--- DATA EXTRACTS Enclosed Below ---

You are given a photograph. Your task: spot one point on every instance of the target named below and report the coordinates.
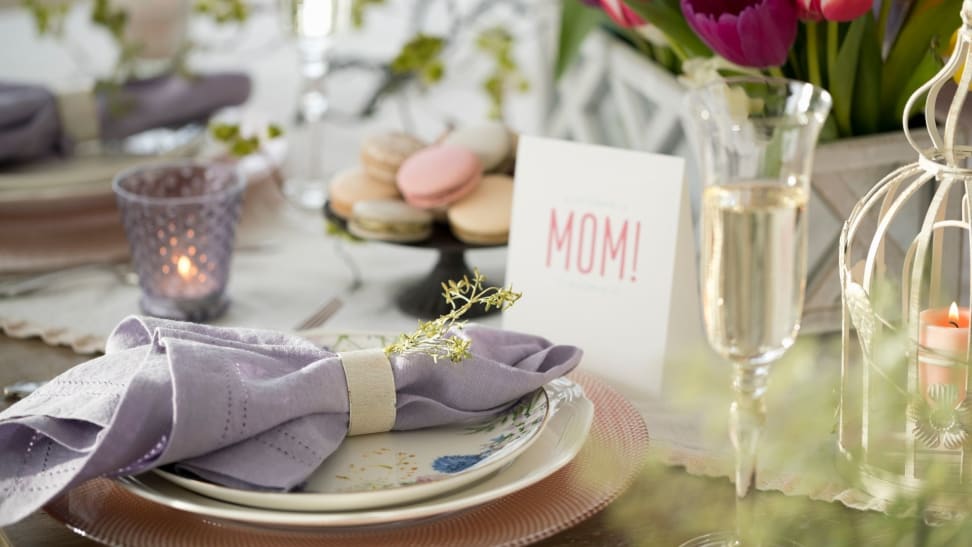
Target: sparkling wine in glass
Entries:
(312, 24)
(755, 140)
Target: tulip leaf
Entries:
(671, 22)
(866, 106)
(926, 69)
(842, 75)
(576, 21)
(930, 22)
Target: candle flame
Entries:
(184, 267)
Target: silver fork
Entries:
(332, 306)
(322, 314)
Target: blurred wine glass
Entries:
(313, 25)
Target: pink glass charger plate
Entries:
(104, 511)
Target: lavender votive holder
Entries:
(180, 219)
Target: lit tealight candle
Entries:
(944, 337)
(184, 267)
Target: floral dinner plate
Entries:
(399, 467)
(571, 415)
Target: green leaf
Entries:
(669, 19)
(930, 22)
(866, 106)
(576, 21)
(843, 74)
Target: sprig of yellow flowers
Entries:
(433, 338)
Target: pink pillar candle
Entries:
(944, 338)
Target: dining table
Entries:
(289, 265)
(664, 505)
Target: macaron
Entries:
(492, 142)
(439, 175)
(483, 217)
(389, 220)
(351, 186)
(383, 154)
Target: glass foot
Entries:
(729, 539)
(197, 311)
(307, 194)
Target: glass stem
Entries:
(313, 105)
(746, 418)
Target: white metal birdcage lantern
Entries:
(905, 421)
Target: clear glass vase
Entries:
(755, 139)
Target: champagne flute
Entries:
(313, 25)
(755, 138)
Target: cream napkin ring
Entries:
(371, 391)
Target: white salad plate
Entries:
(399, 467)
(569, 417)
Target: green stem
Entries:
(813, 59)
(833, 38)
(883, 22)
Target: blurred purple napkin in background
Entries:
(244, 408)
(170, 100)
(31, 129)
(29, 123)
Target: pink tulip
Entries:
(621, 13)
(833, 10)
(755, 33)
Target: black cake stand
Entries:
(423, 299)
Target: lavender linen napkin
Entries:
(245, 408)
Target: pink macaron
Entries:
(439, 175)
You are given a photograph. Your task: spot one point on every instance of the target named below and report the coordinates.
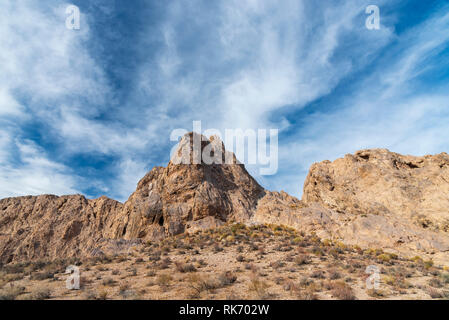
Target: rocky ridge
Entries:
(373, 199)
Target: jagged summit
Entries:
(373, 198)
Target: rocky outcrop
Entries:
(170, 200)
(384, 199)
(50, 227)
(380, 182)
(373, 199)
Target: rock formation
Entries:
(374, 198)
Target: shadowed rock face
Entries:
(380, 182)
(170, 200)
(374, 198)
(48, 226)
(167, 201)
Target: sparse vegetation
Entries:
(234, 261)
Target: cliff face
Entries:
(50, 227)
(385, 199)
(180, 197)
(374, 198)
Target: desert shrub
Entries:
(428, 264)
(317, 274)
(40, 294)
(163, 280)
(302, 259)
(109, 282)
(277, 264)
(259, 287)
(342, 291)
(334, 274)
(133, 272)
(434, 293)
(42, 276)
(435, 282)
(307, 294)
(183, 267)
(115, 272)
(11, 292)
(445, 277)
(227, 278)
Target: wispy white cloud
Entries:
(228, 63)
(386, 110)
(30, 172)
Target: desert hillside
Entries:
(375, 205)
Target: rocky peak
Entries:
(171, 200)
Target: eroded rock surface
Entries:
(373, 199)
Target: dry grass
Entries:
(232, 262)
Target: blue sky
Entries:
(91, 111)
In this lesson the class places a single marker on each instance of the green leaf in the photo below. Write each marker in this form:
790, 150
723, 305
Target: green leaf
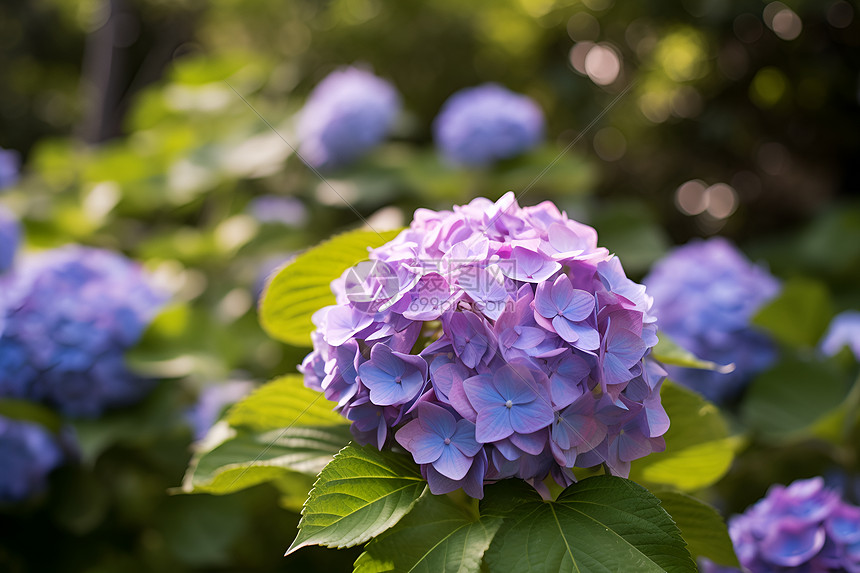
281, 403
437, 536
699, 450
667, 351
792, 396
799, 315
360, 494
303, 286
701, 526
602, 523
246, 458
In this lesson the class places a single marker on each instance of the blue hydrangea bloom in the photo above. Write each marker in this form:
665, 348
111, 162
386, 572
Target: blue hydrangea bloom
28, 453
70, 315
10, 237
844, 330
347, 114
10, 166
801, 527
501, 342
481, 125
705, 294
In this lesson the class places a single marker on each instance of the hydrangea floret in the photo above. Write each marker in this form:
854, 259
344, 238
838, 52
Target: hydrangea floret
346, 115
844, 331
480, 125
801, 527
29, 453
705, 294
70, 314
10, 237
493, 341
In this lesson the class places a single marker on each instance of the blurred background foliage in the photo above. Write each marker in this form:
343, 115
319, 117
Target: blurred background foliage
149, 127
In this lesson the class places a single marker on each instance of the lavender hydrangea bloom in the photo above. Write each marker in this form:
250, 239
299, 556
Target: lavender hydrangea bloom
70, 315
510, 345
10, 165
705, 294
801, 527
347, 114
10, 236
480, 125
28, 453
844, 330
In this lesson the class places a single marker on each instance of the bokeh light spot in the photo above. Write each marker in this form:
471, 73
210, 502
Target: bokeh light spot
577, 55
787, 24
681, 54
610, 144
840, 14
602, 64
768, 87
690, 197
722, 200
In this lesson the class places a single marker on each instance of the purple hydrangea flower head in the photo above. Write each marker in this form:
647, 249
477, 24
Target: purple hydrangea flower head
844, 330
70, 315
801, 527
10, 237
28, 453
10, 167
481, 125
705, 294
508, 344
347, 114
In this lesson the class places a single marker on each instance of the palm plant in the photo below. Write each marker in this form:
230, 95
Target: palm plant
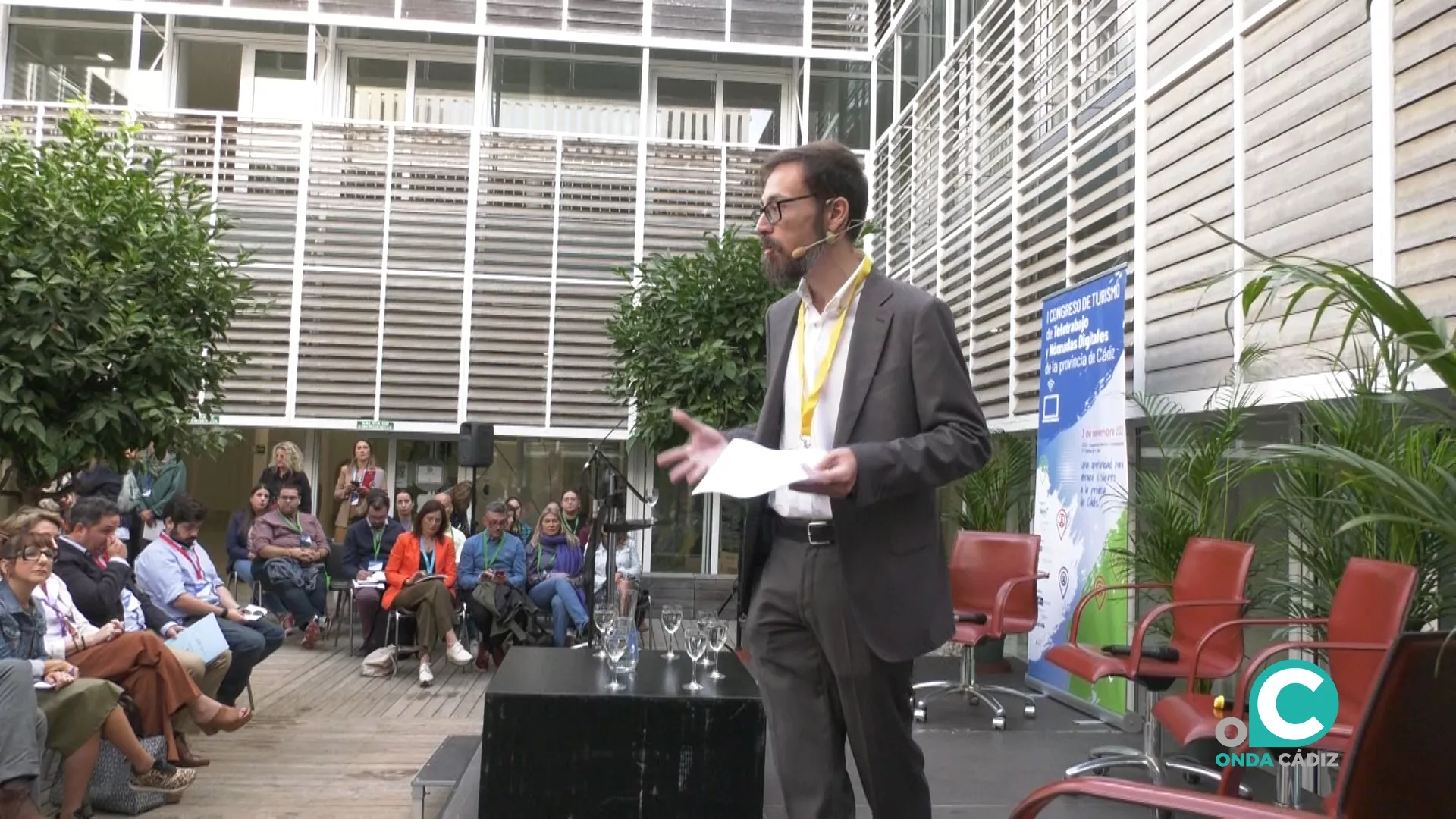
1376, 475
1193, 488
998, 497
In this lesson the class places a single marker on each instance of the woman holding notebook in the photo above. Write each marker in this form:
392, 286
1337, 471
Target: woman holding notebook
421, 577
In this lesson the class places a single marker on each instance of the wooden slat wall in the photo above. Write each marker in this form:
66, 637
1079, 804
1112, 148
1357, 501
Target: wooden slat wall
1190, 172
338, 344
1180, 30
1308, 169
1426, 152
421, 378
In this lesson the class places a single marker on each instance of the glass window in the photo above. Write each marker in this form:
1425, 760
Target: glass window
839, 102
444, 93
566, 95
378, 89
752, 112
60, 64
686, 108
210, 76
281, 85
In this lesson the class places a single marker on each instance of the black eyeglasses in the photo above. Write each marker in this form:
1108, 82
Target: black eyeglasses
774, 212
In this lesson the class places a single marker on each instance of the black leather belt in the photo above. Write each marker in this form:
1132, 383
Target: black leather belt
811, 532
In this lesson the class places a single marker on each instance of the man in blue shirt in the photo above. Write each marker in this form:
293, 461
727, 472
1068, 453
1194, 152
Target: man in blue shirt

--- End of Enclosed DATA EXTRACTS ---

• ABOUT THIS EXERCISE:
Once the lines of the entries containing the word "rocky" have been counted, report the number alone.

• RESULT:
3